→ **SELECTED EXCERPT**:
• • •
Home > Mobile >  Python Selenium Webscraping: find_elements_by_xpath returning an empty list
Python Selenium Webscraping: find_elements_by_xpath returning an empty list

Time:01-18

I've taken a few coding subjects in uni and am trying to analyse tennis statistics by learning selenium which is completely new to me.

The page I'm using is here (https://www.atptour.com/en/scores/results-archive?year=2021) and I'm followinig a guide from this website here (https://www.scrapingbee.com/blog/selenium-python/ , https://www.scrapingbee.com/blog/practical-xpath-for-web-scraping/). The particular problem I'm having is in the second guide website under the subtitle "E-commerce product data extraction".

My Goal is to loop through the tournaments and extract the links located with the 'Results' button, but I'm having trouble as my program is just giving me an emptylist.
• • •
→ **STATED TASK A**: Decide whether each statement agrees with the Selenium forum post: (i) the writer is new to Selenium, (ii) the writer's trouble is in the first guide, under the subtitle "E-commerce product data extraction", (iii) the writer wants to pull out the links tied to the 'Results' button. Give yes or no for each, with the words from the post that settle it.
The forum post and the rows below it were taken from separate places.
• • •
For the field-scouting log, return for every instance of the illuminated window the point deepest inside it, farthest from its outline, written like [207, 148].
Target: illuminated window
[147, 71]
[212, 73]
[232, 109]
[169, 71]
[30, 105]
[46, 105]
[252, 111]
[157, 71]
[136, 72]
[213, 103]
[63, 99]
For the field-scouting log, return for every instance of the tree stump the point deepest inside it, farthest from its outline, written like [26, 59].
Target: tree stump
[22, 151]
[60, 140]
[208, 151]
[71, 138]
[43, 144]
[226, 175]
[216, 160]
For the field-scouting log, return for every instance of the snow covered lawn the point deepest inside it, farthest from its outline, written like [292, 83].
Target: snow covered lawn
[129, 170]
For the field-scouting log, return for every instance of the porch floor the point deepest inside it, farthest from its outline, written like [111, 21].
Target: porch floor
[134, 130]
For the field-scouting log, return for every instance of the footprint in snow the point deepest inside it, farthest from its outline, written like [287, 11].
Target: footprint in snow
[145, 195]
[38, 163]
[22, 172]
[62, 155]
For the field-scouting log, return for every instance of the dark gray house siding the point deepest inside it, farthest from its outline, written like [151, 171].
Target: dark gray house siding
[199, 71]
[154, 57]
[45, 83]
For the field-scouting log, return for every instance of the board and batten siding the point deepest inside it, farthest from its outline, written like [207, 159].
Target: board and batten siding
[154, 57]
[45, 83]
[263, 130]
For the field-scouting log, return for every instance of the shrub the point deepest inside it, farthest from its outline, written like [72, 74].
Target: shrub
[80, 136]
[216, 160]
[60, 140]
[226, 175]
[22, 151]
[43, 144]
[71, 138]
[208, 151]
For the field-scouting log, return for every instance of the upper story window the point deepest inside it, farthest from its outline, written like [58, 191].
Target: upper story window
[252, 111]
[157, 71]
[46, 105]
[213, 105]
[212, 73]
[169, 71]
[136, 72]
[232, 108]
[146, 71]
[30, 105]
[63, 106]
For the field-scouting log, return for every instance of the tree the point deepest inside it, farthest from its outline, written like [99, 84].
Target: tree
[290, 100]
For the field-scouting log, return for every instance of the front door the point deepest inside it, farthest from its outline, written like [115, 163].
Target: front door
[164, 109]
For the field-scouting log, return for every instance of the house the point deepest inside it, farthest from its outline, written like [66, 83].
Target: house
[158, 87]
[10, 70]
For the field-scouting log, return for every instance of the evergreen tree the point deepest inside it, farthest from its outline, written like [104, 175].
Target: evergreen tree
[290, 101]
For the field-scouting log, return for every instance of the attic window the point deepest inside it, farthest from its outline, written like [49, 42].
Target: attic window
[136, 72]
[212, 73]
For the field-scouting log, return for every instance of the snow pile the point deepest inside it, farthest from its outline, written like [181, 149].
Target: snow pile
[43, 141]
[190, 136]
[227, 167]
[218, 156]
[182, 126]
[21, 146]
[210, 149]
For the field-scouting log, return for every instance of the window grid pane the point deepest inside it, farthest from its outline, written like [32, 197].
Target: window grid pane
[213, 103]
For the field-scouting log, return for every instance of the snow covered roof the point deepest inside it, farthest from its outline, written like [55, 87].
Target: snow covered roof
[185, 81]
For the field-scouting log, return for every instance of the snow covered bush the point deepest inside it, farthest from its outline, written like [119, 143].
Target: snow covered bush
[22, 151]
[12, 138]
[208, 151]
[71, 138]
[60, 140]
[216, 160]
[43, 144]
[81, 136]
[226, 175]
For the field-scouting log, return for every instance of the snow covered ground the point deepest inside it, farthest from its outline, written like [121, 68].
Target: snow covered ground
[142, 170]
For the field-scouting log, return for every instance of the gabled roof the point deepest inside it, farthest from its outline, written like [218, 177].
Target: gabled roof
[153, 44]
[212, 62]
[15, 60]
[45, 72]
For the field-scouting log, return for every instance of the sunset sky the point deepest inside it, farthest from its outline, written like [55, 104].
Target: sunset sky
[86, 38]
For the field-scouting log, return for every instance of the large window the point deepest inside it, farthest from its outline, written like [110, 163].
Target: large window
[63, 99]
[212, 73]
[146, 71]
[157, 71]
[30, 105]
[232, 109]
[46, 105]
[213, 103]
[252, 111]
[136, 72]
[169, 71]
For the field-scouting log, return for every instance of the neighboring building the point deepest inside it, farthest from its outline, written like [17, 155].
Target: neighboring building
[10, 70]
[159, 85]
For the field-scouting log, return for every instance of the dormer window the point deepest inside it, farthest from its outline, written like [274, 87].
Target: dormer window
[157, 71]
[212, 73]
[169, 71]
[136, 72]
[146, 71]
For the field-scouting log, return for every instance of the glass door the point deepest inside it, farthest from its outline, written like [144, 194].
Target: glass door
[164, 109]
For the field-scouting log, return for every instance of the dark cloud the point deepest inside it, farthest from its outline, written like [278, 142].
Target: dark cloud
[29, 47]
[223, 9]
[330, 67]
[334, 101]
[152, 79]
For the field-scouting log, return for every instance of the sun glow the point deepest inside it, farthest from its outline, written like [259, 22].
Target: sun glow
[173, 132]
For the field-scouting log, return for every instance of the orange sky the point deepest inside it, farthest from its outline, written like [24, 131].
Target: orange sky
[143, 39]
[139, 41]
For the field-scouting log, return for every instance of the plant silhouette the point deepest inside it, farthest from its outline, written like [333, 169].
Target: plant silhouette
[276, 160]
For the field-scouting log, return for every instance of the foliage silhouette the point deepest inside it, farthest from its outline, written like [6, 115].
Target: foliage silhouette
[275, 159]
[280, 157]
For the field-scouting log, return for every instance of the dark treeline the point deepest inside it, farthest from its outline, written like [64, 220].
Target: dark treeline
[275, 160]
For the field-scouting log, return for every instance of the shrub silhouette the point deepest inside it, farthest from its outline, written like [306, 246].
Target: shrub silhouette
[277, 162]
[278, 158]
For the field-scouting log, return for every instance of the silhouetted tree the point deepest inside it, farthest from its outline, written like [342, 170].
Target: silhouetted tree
• • •
→ **STATED TASK B**: Pick out every line of the rows that contains the word "story".

→ **EXERCISE ANSWER A**:
(i) Yes: "learning selenium which is completely new to me"
(ii) No: "The particular problem I'm having is in the second guide website under the subtitle "E-commerce product data extraction""
(iii) Yes: "extract the links located with the 'Results' button"

→ **EXERCISE ANSWER B**:
For the field-scouting log, return for every instance of the upper story window the point deepest inside it, farthest from its outline, written like [58, 191].
Target: upper story window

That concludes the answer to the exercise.